_Exercise goal_
Filtering the records below, copy only those lines that include the word "rock".

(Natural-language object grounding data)
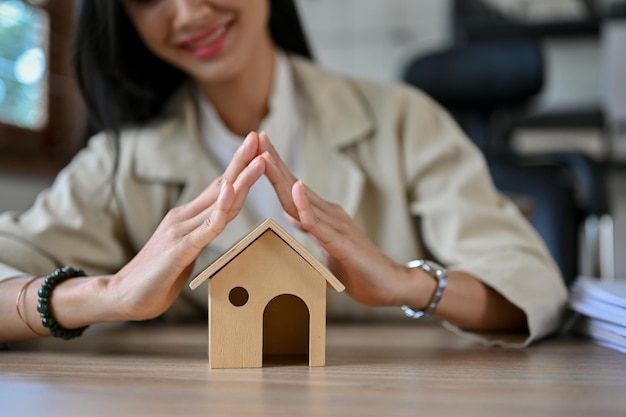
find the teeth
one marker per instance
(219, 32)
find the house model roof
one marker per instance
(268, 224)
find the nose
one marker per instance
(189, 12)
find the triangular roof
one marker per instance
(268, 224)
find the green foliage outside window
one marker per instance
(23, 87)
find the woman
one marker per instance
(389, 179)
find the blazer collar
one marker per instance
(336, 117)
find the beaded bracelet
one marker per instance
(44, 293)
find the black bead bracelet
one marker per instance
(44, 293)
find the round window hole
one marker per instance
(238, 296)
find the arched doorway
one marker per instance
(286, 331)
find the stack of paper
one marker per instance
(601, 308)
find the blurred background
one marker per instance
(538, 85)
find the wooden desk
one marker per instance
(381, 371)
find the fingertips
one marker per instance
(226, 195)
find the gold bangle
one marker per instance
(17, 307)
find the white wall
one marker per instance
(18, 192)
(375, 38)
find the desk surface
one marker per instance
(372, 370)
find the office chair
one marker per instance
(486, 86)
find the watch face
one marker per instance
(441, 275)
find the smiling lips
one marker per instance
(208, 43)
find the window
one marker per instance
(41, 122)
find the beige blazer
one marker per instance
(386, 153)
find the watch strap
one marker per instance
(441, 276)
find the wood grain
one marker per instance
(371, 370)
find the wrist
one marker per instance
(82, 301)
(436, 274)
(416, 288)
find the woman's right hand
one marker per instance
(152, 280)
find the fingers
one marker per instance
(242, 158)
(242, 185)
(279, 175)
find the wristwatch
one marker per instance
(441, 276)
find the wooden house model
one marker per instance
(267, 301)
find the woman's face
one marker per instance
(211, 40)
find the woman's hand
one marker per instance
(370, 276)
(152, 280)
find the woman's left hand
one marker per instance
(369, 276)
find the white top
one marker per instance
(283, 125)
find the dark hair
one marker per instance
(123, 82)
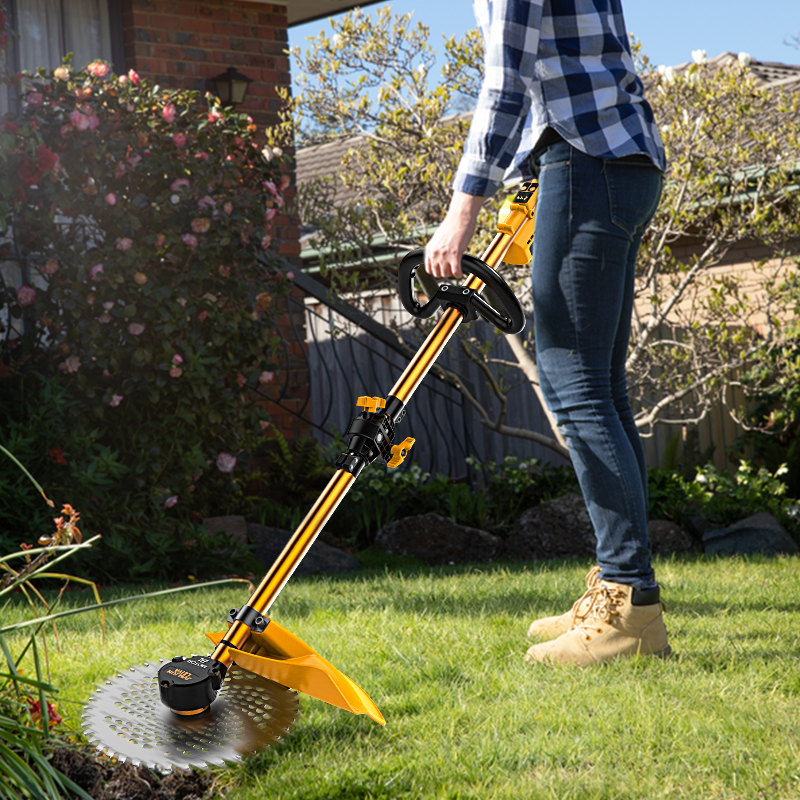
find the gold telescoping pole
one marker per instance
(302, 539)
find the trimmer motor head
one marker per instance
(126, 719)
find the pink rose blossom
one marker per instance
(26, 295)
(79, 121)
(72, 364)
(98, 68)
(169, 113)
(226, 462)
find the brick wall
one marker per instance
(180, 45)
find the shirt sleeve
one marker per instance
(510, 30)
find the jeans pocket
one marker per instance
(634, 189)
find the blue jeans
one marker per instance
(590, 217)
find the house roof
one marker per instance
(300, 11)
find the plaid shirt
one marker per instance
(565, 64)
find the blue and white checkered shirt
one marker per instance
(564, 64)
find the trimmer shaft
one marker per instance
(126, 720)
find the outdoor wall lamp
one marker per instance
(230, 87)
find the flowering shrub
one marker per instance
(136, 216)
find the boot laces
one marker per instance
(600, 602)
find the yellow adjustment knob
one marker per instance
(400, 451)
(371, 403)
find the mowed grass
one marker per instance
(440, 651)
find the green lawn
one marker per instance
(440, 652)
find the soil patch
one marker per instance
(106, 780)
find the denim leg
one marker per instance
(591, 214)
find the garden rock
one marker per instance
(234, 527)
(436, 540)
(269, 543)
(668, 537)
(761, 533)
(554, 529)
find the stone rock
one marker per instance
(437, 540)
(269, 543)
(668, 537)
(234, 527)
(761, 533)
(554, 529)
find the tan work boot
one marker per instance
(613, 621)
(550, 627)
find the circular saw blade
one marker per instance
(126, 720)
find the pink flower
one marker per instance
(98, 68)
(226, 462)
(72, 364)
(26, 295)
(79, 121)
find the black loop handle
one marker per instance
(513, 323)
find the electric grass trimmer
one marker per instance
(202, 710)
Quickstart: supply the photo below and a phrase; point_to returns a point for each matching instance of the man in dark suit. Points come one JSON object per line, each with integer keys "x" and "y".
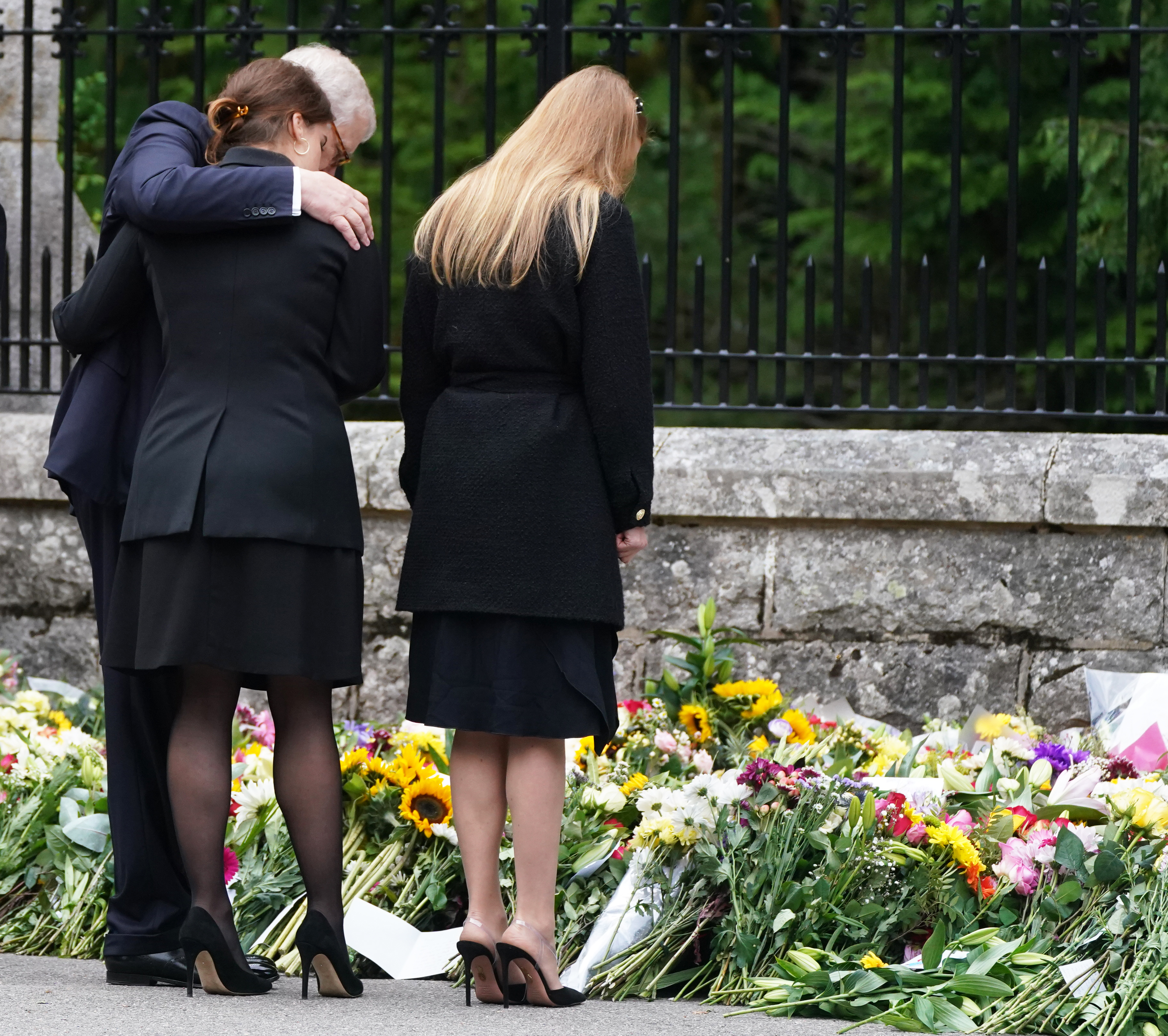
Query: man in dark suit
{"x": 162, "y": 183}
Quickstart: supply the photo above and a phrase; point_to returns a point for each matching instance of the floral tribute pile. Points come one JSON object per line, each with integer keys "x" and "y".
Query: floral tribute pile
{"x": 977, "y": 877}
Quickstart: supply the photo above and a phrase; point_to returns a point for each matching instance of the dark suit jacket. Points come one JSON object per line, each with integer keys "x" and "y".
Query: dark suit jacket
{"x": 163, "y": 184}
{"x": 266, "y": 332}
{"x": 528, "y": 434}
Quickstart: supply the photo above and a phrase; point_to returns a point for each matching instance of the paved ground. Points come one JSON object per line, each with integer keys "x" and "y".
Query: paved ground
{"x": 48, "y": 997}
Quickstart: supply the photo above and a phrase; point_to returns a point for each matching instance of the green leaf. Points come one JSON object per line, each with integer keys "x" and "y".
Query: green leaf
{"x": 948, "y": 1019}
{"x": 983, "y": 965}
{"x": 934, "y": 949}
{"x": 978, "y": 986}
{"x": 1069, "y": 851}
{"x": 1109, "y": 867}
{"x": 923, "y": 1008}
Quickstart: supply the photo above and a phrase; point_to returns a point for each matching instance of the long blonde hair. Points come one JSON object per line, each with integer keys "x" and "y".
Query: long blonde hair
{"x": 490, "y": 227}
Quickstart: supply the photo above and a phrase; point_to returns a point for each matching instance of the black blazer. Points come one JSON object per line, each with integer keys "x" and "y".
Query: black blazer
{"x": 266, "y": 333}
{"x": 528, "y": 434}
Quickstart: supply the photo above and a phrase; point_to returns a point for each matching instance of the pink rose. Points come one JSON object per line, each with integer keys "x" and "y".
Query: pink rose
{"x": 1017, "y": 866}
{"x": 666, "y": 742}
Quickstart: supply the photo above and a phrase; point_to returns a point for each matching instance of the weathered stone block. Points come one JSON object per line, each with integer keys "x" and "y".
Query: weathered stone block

_Your solution_
find the garden rock
find the stone rock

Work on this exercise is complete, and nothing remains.